### [Exercise brief]
Add 96 to every coordinate in the outlines and write the data out again in full, starting at the line that contains "segment car covered in snow drift" and stopping after the line that contains "M 110 104 L". Keep every other line in that stretch unchanged.

[Annotation records]
■ ■ ■ ■ ■ ■ ■

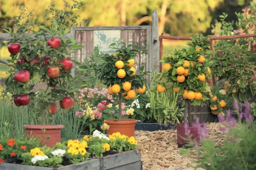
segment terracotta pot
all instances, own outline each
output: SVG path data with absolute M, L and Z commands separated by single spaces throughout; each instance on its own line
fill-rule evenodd
M 197 123 L 196 122 L 192 123 L 192 127 L 188 127 L 188 129 L 190 130 L 190 135 L 192 134 L 192 136 L 191 139 L 194 141 L 196 140 L 199 143 L 200 141 L 199 135 L 198 134 L 198 130 L 196 127 L 196 125 Z M 177 126 L 177 138 L 178 143 L 178 147 L 182 148 L 186 143 L 189 142 L 189 140 L 185 140 L 182 139 L 181 137 L 188 138 L 188 136 L 185 135 L 185 127 L 184 127 L 184 122 L 182 122 L 180 124 L 176 124 Z
M 117 119 L 104 121 L 104 123 L 109 125 L 109 128 L 107 130 L 108 135 L 120 132 L 122 135 L 125 135 L 129 137 L 134 136 L 135 124 L 137 122 L 137 120 L 131 119 L 122 119 L 121 122 L 118 122 Z
M 26 136 L 28 138 L 36 137 L 41 139 L 42 145 L 53 147 L 60 142 L 60 133 L 64 125 L 24 125 Z M 44 129 L 45 129 L 45 131 Z

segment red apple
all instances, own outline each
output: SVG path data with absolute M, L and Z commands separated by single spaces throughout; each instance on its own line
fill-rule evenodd
M 26 106 L 29 103 L 30 98 L 28 94 L 22 94 L 14 97 L 13 101 L 17 106 Z
M 16 81 L 25 83 L 29 80 L 30 74 L 27 70 L 23 70 L 15 73 L 14 77 Z
M 47 69 L 47 75 L 51 78 L 56 78 L 59 75 L 59 68 L 57 66 L 48 67 Z
M 47 44 L 51 46 L 52 48 L 58 49 L 60 46 L 60 40 L 58 37 L 49 39 L 47 41 Z
M 11 43 L 8 45 L 7 48 L 10 53 L 15 55 L 20 51 L 20 44 L 18 43 Z
M 65 109 L 69 109 L 74 104 L 74 100 L 70 97 L 65 97 L 62 101 L 59 102 L 60 107 L 61 108 Z
M 47 110 L 51 114 L 55 114 L 57 110 L 57 106 L 55 104 L 51 104 L 47 109 Z
M 62 59 L 62 62 L 60 63 L 64 64 L 61 66 L 62 69 L 65 70 L 69 70 L 72 68 L 73 62 L 71 60 L 68 59 Z

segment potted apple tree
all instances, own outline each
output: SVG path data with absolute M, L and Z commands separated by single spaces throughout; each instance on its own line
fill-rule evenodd
M 22 25 L 18 25 L 15 32 L 11 28 L 4 30 L 12 37 L 8 49 L 11 57 L 9 61 L 14 63 L 6 81 L 5 92 L 12 94 L 17 106 L 26 106 L 35 96 L 31 92 L 36 82 L 34 77 L 38 75 L 40 80 L 47 83 L 47 89 L 42 88 L 38 95 L 42 124 L 27 125 L 23 128 L 27 137 L 40 138 L 43 144 L 50 146 L 60 141 L 61 129 L 64 126 L 46 125 L 46 110 L 55 114 L 59 101 L 61 108 L 70 109 L 74 104 L 74 92 L 85 86 L 83 82 L 76 82 L 80 76 L 70 75 L 73 62 L 79 64 L 71 59 L 71 50 L 83 46 L 66 36 L 69 30 L 63 29 L 54 18 L 53 20 L 54 27 L 48 29 L 40 26 L 41 30 L 32 35 L 27 33 L 28 29 Z
M 199 139 L 196 123 L 192 122 L 190 102 L 193 101 L 194 105 L 200 105 L 207 99 L 205 95 L 211 91 L 206 80 L 210 78 L 211 75 L 208 67 L 211 63 L 205 59 L 211 55 L 204 55 L 212 52 L 208 47 L 211 45 L 208 40 L 209 37 L 204 38 L 201 34 L 192 35 L 190 38 L 192 42 L 186 43 L 189 46 L 188 48 L 178 50 L 175 49 L 167 57 L 163 56 L 160 61 L 165 63 L 162 77 L 167 79 L 167 82 L 172 83 L 173 91 L 178 95 L 182 94 L 185 100 L 184 122 L 188 123 L 187 128 L 191 139 L 198 141 Z M 162 87 L 165 85 L 160 83 L 159 86 Z M 185 134 L 184 122 L 177 125 L 178 145 L 180 147 L 188 141 L 185 139 L 188 135 Z
M 144 76 L 146 72 L 143 72 L 144 67 L 142 66 L 136 74 L 133 67 L 137 50 L 133 49 L 134 46 L 126 45 L 119 40 L 117 44 L 112 43 L 109 48 L 116 50 L 112 55 L 101 53 L 95 53 L 90 56 L 93 70 L 96 76 L 102 83 L 107 85 L 108 92 L 110 94 L 118 95 L 118 119 L 108 119 L 104 122 L 110 126 L 107 130 L 108 134 L 119 132 L 129 137 L 134 136 L 134 127 L 137 120 L 130 119 L 122 119 L 122 97 L 126 99 L 134 98 L 137 93 L 142 93 L 146 90 L 143 85 Z

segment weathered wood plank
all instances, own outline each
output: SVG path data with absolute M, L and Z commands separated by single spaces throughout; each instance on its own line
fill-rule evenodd
M 114 168 L 109 170 L 142 170 L 142 162 L 138 161 L 123 166 Z
M 140 161 L 140 151 L 130 151 L 124 153 L 109 155 L 103 158 L 103 160 L 104 161 L 104 170 L 120 167 L 126 164 Z

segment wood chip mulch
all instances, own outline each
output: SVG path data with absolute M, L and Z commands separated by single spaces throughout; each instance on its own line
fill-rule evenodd
M 210 123 L 207 125 L 209 139 L 221 146 L 230 137 L 219 130 L 223 126 L 221 123 Z M 141 151 L 141 160 L 144 170 L 202 170 L 195 168 L 197 160 L 195 149 L 190 155 L 179 152 L 177 143 L 176 130 L 168 130 L 154 132 L 135 131 L 135 138 L 138 140 Z

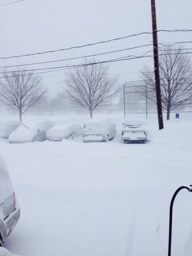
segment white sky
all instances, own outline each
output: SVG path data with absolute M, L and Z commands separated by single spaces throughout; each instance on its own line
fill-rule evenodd
M 13 1 L 0 0 L 0 5 Z M 158 29 L 192 29 L 191 0 L 156 0 L 156 9 Z M 26 0 L 0 5 L 0 57 L 57 50 L 151 30 L 150 0 Z M 0 66 L 85 56 L 151 43 L 151 35 L 139 35 L 69 51 L 0 60 Z M 158 34 L 159 42 L 187 41 L 192 41 L 192 32 Z M 192 43 L 186 45 L 189 48 L 191 46 Z M 95 59 L 103 61 L 139 55 L 152 49 L 148 46 Z M 77 59 L 27 68 L 63 66 L 80 62 Z M 153 58 L 147 58 L 114 62 L 110 65 L 111 73 L 137 73 L 144 63 L 152 66 L 153 62 Z M 53 95 L 61 90 L 63 71 L 41 75 Z M 137 80 L 138 76 L 138 74 L 124 74 L 120 82 Z

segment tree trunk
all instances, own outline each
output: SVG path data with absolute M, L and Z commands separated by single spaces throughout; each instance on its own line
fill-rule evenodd
M 93 118 L 93 110 L 92 110 L 91 109 L 90 109 L 89 110 L 89 111 L 90 111 L 90 118 Z
M 167 120 L 170 119 L 170 109 L 167 110 Z
M 21 110 L 19 110 L 19 121 L 22 122 Z

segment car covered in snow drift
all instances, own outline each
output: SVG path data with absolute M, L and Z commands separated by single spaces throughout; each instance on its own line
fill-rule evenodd
M 82 128 L 77 124 L 56 125 L 47 130 L 47 139 L 54 141 L 61 141 L 63 138 L 74 138 L 82 135 Z
M 16 130 L 21 123 L 18 121 L 11 121 L 0 123 L 0 138 L 8 139 L 9 135 Z
M 111 120 L 91 119 L 84 124 L 83 141 L 107 142 L 113 139 L 115 134 L 116 126 Z
M 51 120 L 33 120 L 22 123 L 9 135 L 10 143 L 25 143 L 46 139 L 47 130 L 52 128 Z
M 146 124 L 142 118 L 128 119 L 122 123 L 122 143 L 146 143 Z
M 20 208 L 13 188 L 7 165 L 1 156 L 0 181 L 0 246 L 2 246 L 19 218 Z

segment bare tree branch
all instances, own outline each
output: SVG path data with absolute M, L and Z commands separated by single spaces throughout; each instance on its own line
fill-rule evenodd
M 167 111 L 167 119 L 170 112 L 181 105 L 192 102 L 192 66 L 189 55 L 182 54 L 182 48 L 165 46 L 160 50 L 159 71 L 162 107 Z M 166 54 L 165 54 L 166 53 Z M 174 54 L 173 54 L 174 53 Z M 156 90 L 154 73 L 148 67 L 144 66 L 141 77 L 146 83 L 139 86 L 142 95 L 156 103 Z
M 19 119 L 22 114 L 38 101 L 47 97 L 47 88 L 42 79 L 32 73 L 18 69 L 17 72 L 7 73 L 0 78 L 0 101 L 10 109 L 18 110 Z
M 110 104 L 120 89 L 118 87 L 119 77 L 109 77 L 109 66 L 105 64 L 87 65 L 94 60 L 86 62 L 66 73 L 66 89 L 61 95 L 75 104 L 93 111 Z

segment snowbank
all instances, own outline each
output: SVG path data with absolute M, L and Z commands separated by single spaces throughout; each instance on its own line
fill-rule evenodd
M 19 256 L 18 254 L 13 254 L 10 253 L 8 250 L 3 248 L 3 247 L 0 247 L 0 256 Z

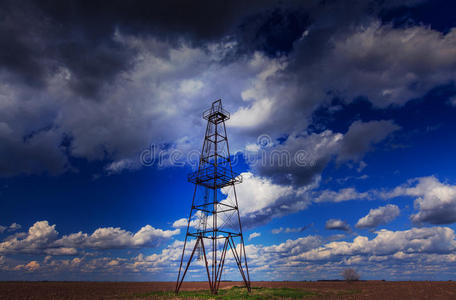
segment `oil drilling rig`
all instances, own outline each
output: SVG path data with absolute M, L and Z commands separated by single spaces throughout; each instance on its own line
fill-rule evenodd
M 195 188 L 175 292 L 179 293 L 190 264 L 195 259 L 206 270 L 211 293 L 217 294 L 226 255 L 230 250 L 245 287 L 250 292 L 250 275 L 235 188 L 236 184 L 242 182 L 242 176 L 233 172 L 225 127 L 230 114 L 223 109 L 222 100 L 219 99 L 203 112 L 203 118 L 207 120 L 207 126 L 198 169 L 188 174 L 188 181 Z M 190 257 L 185 259 L 187 247 L 193 247 L 193 250 Z M 184 268 L 185 260 L 187 263 Z

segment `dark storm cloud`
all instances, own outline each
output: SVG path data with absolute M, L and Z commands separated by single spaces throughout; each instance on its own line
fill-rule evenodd
M 58 67 L 68 68 L 75 93 L 94 98 L 133 67 L 135 53 L 113 39 L 116 30 L 197 46 L 232 33 L 243 16 L 275 2 L 5 1 L 0 64 L 35 86 Z
M 375 59 L 375 49 L 360 51 L 387 66 L 389 53 L 397 53 L 402 46 L 403 32 L 394 34 L 391 28 L 371 25 L 380 2 L 347 3 L 3 1 L 0 138 L 5 145 L 2 170 L 8 171 L 2 174 L 62 171 L 68 165 L 66 155 L 134 165 L 138 152 L 151 142 L 180 143 L 179 149 L 185 152 L 194 146 L 189 141 L 197 134 L 185 124 L 200 126 L 199 113 L 205 108 L 201 99 L 220 95 L 230 100 L 231 124 L 236 111 L 242 110 L 245 114 L 238 121 L 261 121 L 251 126 L 238 122 L 238 131 L 233 131 L 235 150 L 244 149 L 246 141 L 261 133 L 276 138 L 305 132 L 309 116 L 334 90 L 348 91 L 347 98 L 370 96 L 372 91 L 396 97 L 408 81 L 402 84 L 394 79 L 398 85 L 394 89 L 389 89 L 391 82 L 371 86 L 379 82 L 375 75 L 384 69 L 348 76 L 372 66 L 350 56 L 351 50 L 361 48 L 358 40 L 349 45 L 344 41 L 353 32 L 363 41 L 366 34 L 360 26 L 372 28 L 379 44 L 392 40 L 388 44 L 394 47 L 382 48 L 381 59 Z M 439 42 L 432 30 L 416 32 L 417 37 L 428 36 L 423 44 Z M 450 42 L 451 36 L 444 46 Z M 342 55 L 335 50 L 341 45 Z M 442 51 L 451 62 L 453 56 L 448 53 Z M 407 69 L 394 69 L 387 77 L 406 78 Z M 432 74 L 431 83 L 449 76 Z M 244 94 L 250 98 L 244 99 Z M 249 107 L 257 107 L 261 114 L 251 114 Z M 40 134 L 32 139 L 24 138 L 37 131 Z M 71 142 L 62 150 L 65 136 Z M 297 151 L 303 148 L 299 143 L 305 144 L 312 153 L 317 145 L 312 141 L 299 138 L 289 146 Z M 18 153 L 30 159 L 17 163 Z M 321 151 L 312 165 L 297 169 L 303 173 L 292 178 L 293 184 L 317 180 L 333 153 Z M 296 173 L 293 166 L 284 170 L 292 177 Z M 262 175 L 274 177 L 274 173 L 275 169 L 264 169 Z M 282 173 L 286 176 L 274 180 L 289 182 L 290 175 Z

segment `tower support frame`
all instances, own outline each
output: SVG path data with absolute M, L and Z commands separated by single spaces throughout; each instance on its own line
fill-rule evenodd
M 235 188 L 236 184 L 242 182 L 242 176 L 233 172 L 225 127 L 225 121 L 230 118 L 230 114 L 223 109 L 222 101 L 219 99 L 214 101 L 211 108 L 203 113 L 203 118 L 207 120 L 207 127 L 198 170 L 188 175 L 188 181 L 194 183 L 195 188 L 175 292 L 176 294 L 179 293 L 197 250 L 199 250 L 199 253 L 202 253 L 200 258 L 204 261 L 209 288 L 212 294 L 217 294 L 219 290 L 227 253 L 231 253 L 245 287 L 250 292 L 250 275 Z M 205 189 L 206 197 L 208 195 L 207 191 L 212 191 L 211 201 L 207 201 L 208 199 L 205 198 L 204 203 L 199 204 L 197 202 L 198 189 Z M 228 203 L 226 199 L 221 199 L 220 197 L 220 192 L 223 194 L 228 189 L 233 192 L 233 203 Z M 223 220 L 223 216 L 226 215 L 229 216 L 229 219 L 227 218 L 228 221 L 226 219 Z M 232 221 L 233 223 L 229 223 L 233 216 L 236 216 Z M 197 230 L 192 225 L 192 220 L 195 217 L 202 218 L 203 220 L 203 222 L 199 223 L 201 227 Z M 204 224 L 201 225 L 201 223 Z M 212 226 L 208 223 L 212 223 Z M 210 227 L 207 227 L 208 225 Z M 223 226 L 227 227 L 225 228 Z M 196 239 L 195 244 L 184 268 L 186 250 L 189 250 L 187 246 L 192 238 Z M 238 240 L 238 244 L 236 244 L 235 240 Z M 205 241 L 208 243 L 205 243 Z M 206 248 L 206 245 L 210 245 L 210 248 Z M 220 251 L 218 251 L 219 246 L 222 246 Z

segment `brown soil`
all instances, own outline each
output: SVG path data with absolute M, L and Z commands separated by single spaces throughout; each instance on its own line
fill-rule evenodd
M 221 288 L 240 285 L 222 282 Z M 452 281 L 252 282 L 252 286 L 297 288 L 320 295 L 310 299 L 456 299 L 456 282 Z M 0 299 L 132 299 L 138 294 L 173 289 L 173 282 L 0 282 Z M 182 289 L 208 286 L 205 282 L 185 282 Z

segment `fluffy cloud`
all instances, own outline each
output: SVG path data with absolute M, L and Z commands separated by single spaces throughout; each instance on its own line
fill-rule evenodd
M 358 220 L 357 228 L 374 228 L 394 220 L 400 213 L 397 205 L 388 204 L 369 210 L 369 213 Z
M 329 219 L 325 223 L 325 228 L 328 230 L 350 231 L 350 226 L 347 224 L 347 222 L 339 219 Z
M 308 226 L 304 226 L 304 227 L 286 227 L 286 228 L 279 227 L 279 228 L 272 229 L 271 233 L 272 234 L 279 234 L 281 232 L 284 232 L 284 233 L 297 233 L 297 232 L 303 232 L 307 228 L 308 228 Z
M 368 192 L 360 193 L 354 188 L 344 188 L 339 191 L 323 190 L 315 192 L 315 202 L 342 202 L 349 200 L 370 199 L 371 195 Z
M 382 229 L 369 240 L 357 236 L 353 242 L 331 242 L 320 248 L 301 253 L 303 260 L 328 260 L 341 256 L 354 255 L 393 255 L 398 252 L 451 253 L 456 247 L 454 231 L 447 227 L 412 228 L 404 231 Z
M 20 224 L 17 224 L 16 222 L 12 223 L 11 225 L 9 226 L 2 226 L 0 225 L 0 233 L 3 233 L 5 232 L 5 230 L 8 230 L 8 231 L 16 231 L 16 230 L 19 230 L 21 229 L 22 226 Z
M 0 243 L 0 253 L 46 253 L 74 255 L 77 249 L 116 249 L 156 247 L 180 233 L 146 225 L 136 233 L 121 228 L 98 228 L 91 235 L 78 232 L 59 238 L 55 225 L 48 221 L 36 222 L 24 235 L 13 235 Z
M 272 218 L 303 210 L 310 204 L 307 191 L 313 188 L 313 185 L 294 188 L 275 184 L 266 177 L 255 176 L 250 172 L 241 175 L 243 182 L 236 185 L 236 193 L 242 224 L 246 227 L 257 226 Z M 231 189 L 224 189 L 222 192 L 227 199 L 233 198 Z
M 246 157 L 256 172 L 275 183 L 303 186 L 317 181 L 333 157 L 338 162 L 357 162 L 399 128 L 391 120 L 355 121 L 345 134 L 325 130 L 290 135 L 281 143 L 268 137 L 269 144 L 253 154 L 247 152 Z
M 450 224 L 456 222 L 456 186 L 440 182 L 436 177 L 409 180 L 381 197 L 415 197 L 417 213 L 411 215 L 415 223 Z
M 194 240 L 190 241 L 186 256 L 190 255 Z M 96 271 L 101 278 L 141 278 L 148 276 L 155 280 L 174 280 L 179 266 L 183 241 L 173 241 L 164 249 L 153 254 L 138 254 L 130 258 L 83 256 L 73 259 L 45 257 L 35 260 L 39 268 L 38 275 L 85 274 L 91 278 Z M 456 256 L 454 231 L 447 227 L 412 228 L 404 231 L 379 230 L 375 237 L 369 239 L 356 236 L 353 240 L 324 242 L 318 236 L 300 237 L 274 245 L 246 245 L 249 270 L 256 280 L 292 279 L 303 276 L 306 279 L 334 278 L 334 274 L 347 266 L 356 266 L 369 279 L 423 279 L 423 276 L 449 276 L 451 278 Z M 5 260 L 3 270 L 24 270 L 29 262 L 18 264 Z M 416 268 L 416 264 L 420 268 Z M 33 264 L 36 266 L 36 264 Z M 32 265 L 31 265 L 32 267 Z M 397 272 L 400 268 L 402 271 Z M 194 261 L 188 280 L 204 280 L 204 264 Z M 267 270 L 267 272 L 264 272 Z M 71 271 L 71 272 L 70 272 Z M 0 273 L 1 274 L 1 273 Z M 18 273 L 9 272 L 8 276 Z M 115 274 L 115 275 L 113 275 Z M 46 275 L 49 276 L 49 275 Z M 59 278 L 59 277 L 56 277 Z M 65 277 L 67 278 L 67 277 Z M 100 278 L 100 277 L 98 277 Z M 224 278 L 239 280 L 240 275 L 230 252 L 226 257 Z M 440 278 L 440 277 L 437 277 Z
M 256 238 L 256 237 L 259 237 L 261 236 L 261 233 L 259 232 L 252 232 L 250 235 L 249 235 L 249 241 Z
M 364 95 L 377 106 L 403 104 L 455 75 L 454 30 L 393 28 L 377 20 L 381 5 L 356 4 L 230 4 L 210 32 L 190 17 L 198 14 L 182 19 L 161 6 L 148 11 L 167 11 L 176 22 L 148 18 L 144 24 L 134 22 L 144 26 L 130 28 L 127 20 L 142 16 L 139 8 L 128 9 L 131 14 L 125 16 L 106 7 L 105 26 L 97 33 L 82 20 L 56 16 L 45 5 L 24 5 L 21 11 L 7 5 L 2 25 L 8 30 L 2 37 L 8 47 L 3 48 L 14 48 L 8 55 L 23 57 L 5 60 L 1 75 L 2 175 L 63 172 L 71 169 L 68 156 L 108 158 L 106 172 L 116 173 L 139 167 L 138 153 L 150 143 L 183 152 L 198 149 L 192 141 L 199 141 L 200 133 L 193 127 L 203 128 L 199 117 L 207 106 L 198 100 L 224 95 L 233 112 L 233 150 L 245 149 L 261 133 L 273 139 L 287 134 L 289 140 L 276 150 L 305 150 L 314 155 L 314 164 L 305 171 L 291 165 L 284 174 L 270 167 L 257 171 L 274 180 L 308 184 L 326 166 L 340 138 L 329 131 L 302 134 L 315 109 L 335 95 L 347 102 Z M 275 17 L 284 22 L 274 22 L 277 26 L 266 34 L 273 8 L 280 8 Z M 299 25 L 292 36 L 287 35 L 288 21 Z M 72 38 L 74 32 L 81 38 Z M 269 45 L 285 37 L 286 43 Z M 268 52 L 283 44 L 285 54 Z M 352 124 L 338 160 L 359 160 L 398 128 L 390 121 L 365 123 Z M 159 130 L 164 126 L 166 134 Z M 323 150 L 314 152 L 320 143 Z M 287 179 L 285 173 L 291 176 Z

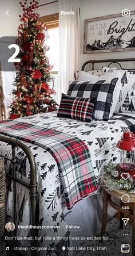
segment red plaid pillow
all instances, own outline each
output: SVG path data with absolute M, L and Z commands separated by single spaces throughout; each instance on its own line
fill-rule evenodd
M 62 94 L 57 117 L 90 123 L 96 100 L 96 98 L 79 98 Z

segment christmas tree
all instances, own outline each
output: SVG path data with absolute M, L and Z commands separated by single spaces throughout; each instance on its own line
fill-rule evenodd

■ ■ ■ ■ ■ ■ ■

### [Exercise response]
segment car covered in snow drift
all instances, own outline each
output: SVG path data with absolute M, L and Z commands separated by single spaces throughout; each instance on its own line
fill-rule evenodd
M 178 224 L 173 220 L 152 221 L 143 226 L 143 235 L 150 237 L 157 237 L 159 234 L 170 234 L 178 231 Z
M 112 226 L 117 219 L 114 217 L 107 217 L 96 219 L 96 234 L 104 235 L 105 231 Z
M 207 216 L 187 215 L 180 220 L 179 237 L 203 238 L 209 235 L 211 230 L 212 222 Z
M 147 216 L 129 216 L 118 219 L 105 231 L 106 239 L 121 239 L 142 235 L 143 226 L 148 224 Z
M 242 220 L 238 214 L 224 215 L 218 219 L 218 239 L 242 239 Z
M 116 304 L 109 284 L 103 261 L 97 252 L 96 277 L 96 342 L 98 342 L 115 314 Z

segment bare tree branch
all instances, own outline each
output: SVG path data with absolute M, L and Z commands separated by single spaces throughout; each instance on its own line
fill-rule evenodd
M 263 207 L 263 215 L 266 208 L 277 201 L 288 198 L 288 162 L 285 151 L 278 150 L 278 144 L 261 142 L 256 146 L 255 167 L 258 203 Z M 262 150 L 261 150 L 262 149 Z M 270 150 L 269 150 L 270 149 Z M 252 186 L 250 169 L 244 163 L 240 162 L 237 173 L 242 179 L 235 182 L 238 191 L 252 199 Z
M 115 215 L 118 210 L 134 197 L 143 193 L 143 184 L 138 175 L 128 169 L 114 165 L 113 168 L 103 169 L 96 174 L 96 197 L 106 205 L 114 206 Z
M 206 200 L 216 185 L 214 183 L 215 173 L 205 173 L 205 162 L 201 160 L 183 161 L 190 156 L 182 158 L 162 169 L 162 185 L 157 191 L 171 200 L 189 207 Z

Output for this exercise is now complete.